» **Exercise input**:
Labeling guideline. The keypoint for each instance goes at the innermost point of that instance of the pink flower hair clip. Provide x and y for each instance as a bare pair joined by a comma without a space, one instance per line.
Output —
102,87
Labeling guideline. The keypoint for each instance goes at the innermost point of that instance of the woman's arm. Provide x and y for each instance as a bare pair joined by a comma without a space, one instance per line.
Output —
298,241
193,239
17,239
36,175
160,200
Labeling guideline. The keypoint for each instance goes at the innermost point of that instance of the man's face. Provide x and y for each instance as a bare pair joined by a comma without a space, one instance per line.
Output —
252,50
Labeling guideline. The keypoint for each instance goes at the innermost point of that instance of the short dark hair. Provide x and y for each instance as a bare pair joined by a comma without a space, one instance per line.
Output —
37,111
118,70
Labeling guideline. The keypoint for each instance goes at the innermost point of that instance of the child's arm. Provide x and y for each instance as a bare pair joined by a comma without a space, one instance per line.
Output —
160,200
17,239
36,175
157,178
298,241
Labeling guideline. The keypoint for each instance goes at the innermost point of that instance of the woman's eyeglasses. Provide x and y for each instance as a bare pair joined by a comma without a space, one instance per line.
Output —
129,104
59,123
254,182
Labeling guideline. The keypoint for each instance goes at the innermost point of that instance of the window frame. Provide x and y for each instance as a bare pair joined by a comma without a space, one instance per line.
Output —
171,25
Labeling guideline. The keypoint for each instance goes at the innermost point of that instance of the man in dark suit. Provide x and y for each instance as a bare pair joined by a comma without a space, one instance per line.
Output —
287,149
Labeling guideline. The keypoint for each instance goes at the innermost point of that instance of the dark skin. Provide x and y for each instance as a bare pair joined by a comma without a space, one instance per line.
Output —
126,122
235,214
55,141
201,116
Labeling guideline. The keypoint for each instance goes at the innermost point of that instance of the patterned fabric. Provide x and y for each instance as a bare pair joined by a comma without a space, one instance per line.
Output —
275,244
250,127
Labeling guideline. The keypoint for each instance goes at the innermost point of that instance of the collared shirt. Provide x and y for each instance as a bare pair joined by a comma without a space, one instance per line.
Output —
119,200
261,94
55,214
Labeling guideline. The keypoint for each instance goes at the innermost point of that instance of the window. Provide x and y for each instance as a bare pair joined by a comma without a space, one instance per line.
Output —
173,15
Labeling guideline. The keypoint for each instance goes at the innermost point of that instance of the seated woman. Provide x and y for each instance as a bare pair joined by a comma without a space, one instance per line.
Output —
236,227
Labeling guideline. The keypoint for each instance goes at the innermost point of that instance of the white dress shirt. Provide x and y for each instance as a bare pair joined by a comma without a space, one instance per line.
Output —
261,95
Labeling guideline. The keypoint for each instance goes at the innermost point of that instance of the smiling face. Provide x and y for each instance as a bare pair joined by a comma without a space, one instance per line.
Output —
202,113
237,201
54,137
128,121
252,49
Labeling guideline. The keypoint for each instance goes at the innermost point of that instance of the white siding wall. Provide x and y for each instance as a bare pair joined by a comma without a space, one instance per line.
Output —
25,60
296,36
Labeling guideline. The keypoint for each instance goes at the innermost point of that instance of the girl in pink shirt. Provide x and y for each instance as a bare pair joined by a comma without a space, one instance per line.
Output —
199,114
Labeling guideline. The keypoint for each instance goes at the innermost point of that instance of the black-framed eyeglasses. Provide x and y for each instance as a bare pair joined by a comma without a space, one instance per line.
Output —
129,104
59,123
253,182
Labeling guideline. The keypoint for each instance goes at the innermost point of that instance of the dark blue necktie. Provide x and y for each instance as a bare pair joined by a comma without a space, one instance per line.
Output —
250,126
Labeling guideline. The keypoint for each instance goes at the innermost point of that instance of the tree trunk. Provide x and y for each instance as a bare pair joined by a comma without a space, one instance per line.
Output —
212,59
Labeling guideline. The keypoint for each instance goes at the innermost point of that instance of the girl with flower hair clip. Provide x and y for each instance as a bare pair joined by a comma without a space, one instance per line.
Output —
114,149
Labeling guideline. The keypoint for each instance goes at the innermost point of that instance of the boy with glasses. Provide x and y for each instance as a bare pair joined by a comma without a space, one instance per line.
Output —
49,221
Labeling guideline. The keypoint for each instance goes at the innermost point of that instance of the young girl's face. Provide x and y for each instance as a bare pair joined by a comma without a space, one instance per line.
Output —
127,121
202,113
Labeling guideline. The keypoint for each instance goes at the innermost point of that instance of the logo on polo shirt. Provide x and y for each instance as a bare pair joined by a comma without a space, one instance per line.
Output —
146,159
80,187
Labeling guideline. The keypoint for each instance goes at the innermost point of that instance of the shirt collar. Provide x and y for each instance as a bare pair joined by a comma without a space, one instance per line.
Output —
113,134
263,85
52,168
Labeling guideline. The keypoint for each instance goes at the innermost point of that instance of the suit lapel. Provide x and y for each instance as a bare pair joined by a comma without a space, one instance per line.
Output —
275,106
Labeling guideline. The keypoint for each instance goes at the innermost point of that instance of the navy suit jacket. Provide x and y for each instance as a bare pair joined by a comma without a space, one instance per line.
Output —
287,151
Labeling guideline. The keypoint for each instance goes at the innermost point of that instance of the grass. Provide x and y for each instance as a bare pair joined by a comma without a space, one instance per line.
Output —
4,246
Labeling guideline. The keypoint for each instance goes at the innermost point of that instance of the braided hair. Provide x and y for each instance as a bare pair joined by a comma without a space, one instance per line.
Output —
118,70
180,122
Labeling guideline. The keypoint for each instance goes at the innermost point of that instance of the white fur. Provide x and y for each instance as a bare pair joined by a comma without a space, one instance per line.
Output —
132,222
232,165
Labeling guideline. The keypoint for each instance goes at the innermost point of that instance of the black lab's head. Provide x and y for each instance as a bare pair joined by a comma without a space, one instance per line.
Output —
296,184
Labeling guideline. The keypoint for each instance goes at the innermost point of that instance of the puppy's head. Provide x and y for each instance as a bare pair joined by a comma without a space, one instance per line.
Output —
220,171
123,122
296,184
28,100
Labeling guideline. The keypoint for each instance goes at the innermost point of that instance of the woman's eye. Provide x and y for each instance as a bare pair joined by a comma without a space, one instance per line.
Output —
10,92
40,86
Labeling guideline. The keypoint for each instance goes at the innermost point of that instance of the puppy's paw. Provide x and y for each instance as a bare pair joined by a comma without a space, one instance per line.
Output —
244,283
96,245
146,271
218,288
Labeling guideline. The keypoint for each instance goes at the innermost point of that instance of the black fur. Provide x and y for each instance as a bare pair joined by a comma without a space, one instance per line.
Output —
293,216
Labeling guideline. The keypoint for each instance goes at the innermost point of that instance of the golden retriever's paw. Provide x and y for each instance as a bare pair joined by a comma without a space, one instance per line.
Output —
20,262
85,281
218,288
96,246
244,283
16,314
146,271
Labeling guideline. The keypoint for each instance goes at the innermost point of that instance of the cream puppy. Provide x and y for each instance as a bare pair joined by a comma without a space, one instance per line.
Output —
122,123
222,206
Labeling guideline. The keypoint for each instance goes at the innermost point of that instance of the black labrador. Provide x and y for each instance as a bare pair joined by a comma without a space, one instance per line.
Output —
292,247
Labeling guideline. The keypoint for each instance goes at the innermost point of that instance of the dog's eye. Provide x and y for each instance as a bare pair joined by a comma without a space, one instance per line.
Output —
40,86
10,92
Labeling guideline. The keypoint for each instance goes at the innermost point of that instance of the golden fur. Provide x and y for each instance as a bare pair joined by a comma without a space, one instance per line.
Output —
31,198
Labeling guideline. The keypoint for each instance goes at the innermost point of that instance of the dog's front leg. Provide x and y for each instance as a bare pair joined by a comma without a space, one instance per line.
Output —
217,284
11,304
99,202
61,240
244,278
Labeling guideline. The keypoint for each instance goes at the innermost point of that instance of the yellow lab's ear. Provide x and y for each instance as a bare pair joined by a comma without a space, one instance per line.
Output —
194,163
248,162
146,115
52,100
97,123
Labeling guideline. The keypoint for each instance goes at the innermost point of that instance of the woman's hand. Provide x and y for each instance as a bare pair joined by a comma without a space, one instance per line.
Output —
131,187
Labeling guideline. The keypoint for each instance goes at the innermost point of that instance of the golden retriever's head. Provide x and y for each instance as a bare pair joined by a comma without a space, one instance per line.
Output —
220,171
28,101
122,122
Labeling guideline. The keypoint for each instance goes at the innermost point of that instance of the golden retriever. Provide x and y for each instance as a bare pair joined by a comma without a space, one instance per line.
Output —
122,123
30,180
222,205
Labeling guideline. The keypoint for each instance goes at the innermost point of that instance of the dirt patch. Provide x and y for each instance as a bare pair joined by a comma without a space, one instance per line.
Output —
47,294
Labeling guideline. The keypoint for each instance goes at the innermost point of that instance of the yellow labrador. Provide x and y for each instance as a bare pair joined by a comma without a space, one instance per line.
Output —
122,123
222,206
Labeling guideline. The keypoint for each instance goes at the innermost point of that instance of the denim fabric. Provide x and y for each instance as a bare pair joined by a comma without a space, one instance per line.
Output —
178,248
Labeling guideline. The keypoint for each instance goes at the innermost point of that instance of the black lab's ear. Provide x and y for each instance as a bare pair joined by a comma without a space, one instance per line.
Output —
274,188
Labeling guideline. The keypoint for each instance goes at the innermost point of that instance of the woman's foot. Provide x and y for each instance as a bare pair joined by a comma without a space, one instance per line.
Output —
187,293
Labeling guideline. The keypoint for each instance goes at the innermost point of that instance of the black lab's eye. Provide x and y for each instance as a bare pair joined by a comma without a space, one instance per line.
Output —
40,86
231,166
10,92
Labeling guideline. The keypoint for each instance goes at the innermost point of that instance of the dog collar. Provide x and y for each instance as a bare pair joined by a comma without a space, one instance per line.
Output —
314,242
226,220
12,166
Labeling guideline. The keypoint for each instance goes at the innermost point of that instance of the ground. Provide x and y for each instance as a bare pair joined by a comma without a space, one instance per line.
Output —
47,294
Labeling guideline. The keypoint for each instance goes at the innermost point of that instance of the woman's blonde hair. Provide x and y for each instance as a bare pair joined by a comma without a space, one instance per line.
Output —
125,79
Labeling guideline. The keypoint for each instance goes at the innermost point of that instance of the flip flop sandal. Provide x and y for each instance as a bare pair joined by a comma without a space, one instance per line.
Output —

» **Task requirements**:
What belongs in the answer is each line from the listing above that contains "pink".

» **Exercise solution**:
Labeling guideline. The keypoint for each instance goes at the innermost point of that instance of the pink flower hair clip. Provide x and y for each instance as a bare pair joined by a comma without a space, one instance per line.
Labeling guideline. The keypoint for each instance goes at the innermost point of that instance of the girl in pink shirt. Provide x and y for each instance as a bare pair joined by a comma without a space, one instance per line.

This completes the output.